TASK DESCRIPTION: Return only this: the line with "Could you please locate the blurred" and all the lines that follow it below, through the final one, exactly as they are.
━━━ EXERCISE MATERIAL
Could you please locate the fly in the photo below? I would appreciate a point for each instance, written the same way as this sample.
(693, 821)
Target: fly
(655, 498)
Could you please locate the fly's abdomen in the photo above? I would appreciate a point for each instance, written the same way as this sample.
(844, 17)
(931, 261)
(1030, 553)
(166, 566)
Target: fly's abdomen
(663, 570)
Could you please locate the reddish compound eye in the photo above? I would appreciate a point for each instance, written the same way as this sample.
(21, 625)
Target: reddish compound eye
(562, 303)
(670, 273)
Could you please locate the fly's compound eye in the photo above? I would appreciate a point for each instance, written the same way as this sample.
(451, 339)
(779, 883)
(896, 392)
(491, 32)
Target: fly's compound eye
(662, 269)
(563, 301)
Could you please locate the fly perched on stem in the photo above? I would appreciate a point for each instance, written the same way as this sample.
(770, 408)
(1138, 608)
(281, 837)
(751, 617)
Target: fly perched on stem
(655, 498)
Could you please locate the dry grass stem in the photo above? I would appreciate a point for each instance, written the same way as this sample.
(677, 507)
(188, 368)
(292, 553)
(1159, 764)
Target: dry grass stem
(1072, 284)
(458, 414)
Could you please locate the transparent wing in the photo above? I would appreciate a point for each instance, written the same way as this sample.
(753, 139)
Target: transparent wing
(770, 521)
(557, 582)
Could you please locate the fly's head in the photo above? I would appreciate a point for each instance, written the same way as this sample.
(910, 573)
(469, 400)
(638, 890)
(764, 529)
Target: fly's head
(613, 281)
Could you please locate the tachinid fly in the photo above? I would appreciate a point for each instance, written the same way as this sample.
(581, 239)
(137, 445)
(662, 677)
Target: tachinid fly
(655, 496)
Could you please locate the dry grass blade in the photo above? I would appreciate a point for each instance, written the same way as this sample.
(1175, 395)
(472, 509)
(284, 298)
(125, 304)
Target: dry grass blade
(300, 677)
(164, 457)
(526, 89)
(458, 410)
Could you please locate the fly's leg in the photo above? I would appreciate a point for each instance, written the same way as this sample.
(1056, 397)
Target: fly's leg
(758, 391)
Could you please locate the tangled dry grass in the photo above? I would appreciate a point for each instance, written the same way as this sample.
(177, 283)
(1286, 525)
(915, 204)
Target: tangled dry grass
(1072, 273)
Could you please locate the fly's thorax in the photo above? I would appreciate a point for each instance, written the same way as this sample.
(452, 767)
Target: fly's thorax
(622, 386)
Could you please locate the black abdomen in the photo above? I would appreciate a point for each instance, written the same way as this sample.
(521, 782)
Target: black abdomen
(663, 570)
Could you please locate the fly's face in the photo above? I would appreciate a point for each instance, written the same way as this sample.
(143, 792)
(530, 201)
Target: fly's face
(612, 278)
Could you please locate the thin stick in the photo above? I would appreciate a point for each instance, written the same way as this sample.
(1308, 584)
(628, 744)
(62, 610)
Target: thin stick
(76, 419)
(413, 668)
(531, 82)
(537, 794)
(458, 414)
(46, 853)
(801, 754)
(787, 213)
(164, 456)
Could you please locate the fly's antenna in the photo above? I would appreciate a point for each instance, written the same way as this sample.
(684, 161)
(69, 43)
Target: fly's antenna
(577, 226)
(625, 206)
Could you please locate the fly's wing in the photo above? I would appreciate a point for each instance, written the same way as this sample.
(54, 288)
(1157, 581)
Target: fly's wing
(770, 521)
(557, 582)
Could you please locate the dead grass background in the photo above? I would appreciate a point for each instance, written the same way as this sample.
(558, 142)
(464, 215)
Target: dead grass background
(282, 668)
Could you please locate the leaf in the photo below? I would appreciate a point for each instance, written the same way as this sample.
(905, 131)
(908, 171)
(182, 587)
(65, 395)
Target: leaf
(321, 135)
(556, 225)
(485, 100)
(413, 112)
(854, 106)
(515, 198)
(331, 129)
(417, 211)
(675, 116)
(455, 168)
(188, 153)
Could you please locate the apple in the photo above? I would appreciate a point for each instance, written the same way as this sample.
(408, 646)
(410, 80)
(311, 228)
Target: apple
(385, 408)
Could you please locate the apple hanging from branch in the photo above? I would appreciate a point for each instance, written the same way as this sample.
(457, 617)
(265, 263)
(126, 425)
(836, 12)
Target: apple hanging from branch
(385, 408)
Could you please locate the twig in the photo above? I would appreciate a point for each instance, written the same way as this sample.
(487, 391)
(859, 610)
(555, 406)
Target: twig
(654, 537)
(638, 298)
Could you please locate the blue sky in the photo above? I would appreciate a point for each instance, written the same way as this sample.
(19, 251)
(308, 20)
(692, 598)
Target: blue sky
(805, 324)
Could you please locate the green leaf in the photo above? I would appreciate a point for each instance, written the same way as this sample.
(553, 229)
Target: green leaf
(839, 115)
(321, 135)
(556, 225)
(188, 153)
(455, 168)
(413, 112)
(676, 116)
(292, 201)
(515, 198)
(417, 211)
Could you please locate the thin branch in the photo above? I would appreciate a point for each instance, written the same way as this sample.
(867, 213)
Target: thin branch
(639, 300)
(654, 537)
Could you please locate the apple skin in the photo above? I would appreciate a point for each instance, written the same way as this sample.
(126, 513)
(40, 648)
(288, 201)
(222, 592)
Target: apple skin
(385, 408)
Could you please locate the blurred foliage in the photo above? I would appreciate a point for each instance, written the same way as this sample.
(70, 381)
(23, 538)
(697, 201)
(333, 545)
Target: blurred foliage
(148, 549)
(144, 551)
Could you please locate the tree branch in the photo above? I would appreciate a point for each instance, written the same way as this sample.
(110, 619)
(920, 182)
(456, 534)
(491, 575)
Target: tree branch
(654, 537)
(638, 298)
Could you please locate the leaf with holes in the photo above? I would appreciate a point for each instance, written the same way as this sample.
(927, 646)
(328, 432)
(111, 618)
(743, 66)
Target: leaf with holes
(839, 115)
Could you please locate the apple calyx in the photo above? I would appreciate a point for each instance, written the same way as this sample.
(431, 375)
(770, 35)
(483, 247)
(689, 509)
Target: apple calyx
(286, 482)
━━━━━━
SOLUTION:
Could you please locate the blurred foliage in the photo above? I would appreciate a point for each instance, written the same way as this sample.
(70, 381)
(23, 538)
(697, 201)
(333, 545)
Target: blurred foliage
(148, 549)
(144, 551)
Could you please locate the tree branch in the photo above? I would appreciate a point for each instance, written the same way as this sample.
(110, 619)
(920, 182)
(456, 534)
(491, 575)
Target: tree branch
(654, 537)
(638, 298)
Could you please locate the leaf with holes in the photo above? I would appreciate a point for each instance, written the same way as this sample.
(927, 646)
(328, 432)
(111, 618)
(743, 66)
Target: leaf with holes
(839, 115)
Could you please locate the apple calyx in the photo above? I would appreciate a point for each instance, written the same way as this sample.
(431, 375)
(770, 35)
(483, 247)
(689, 509)
Target: apple calyx
(286, 482)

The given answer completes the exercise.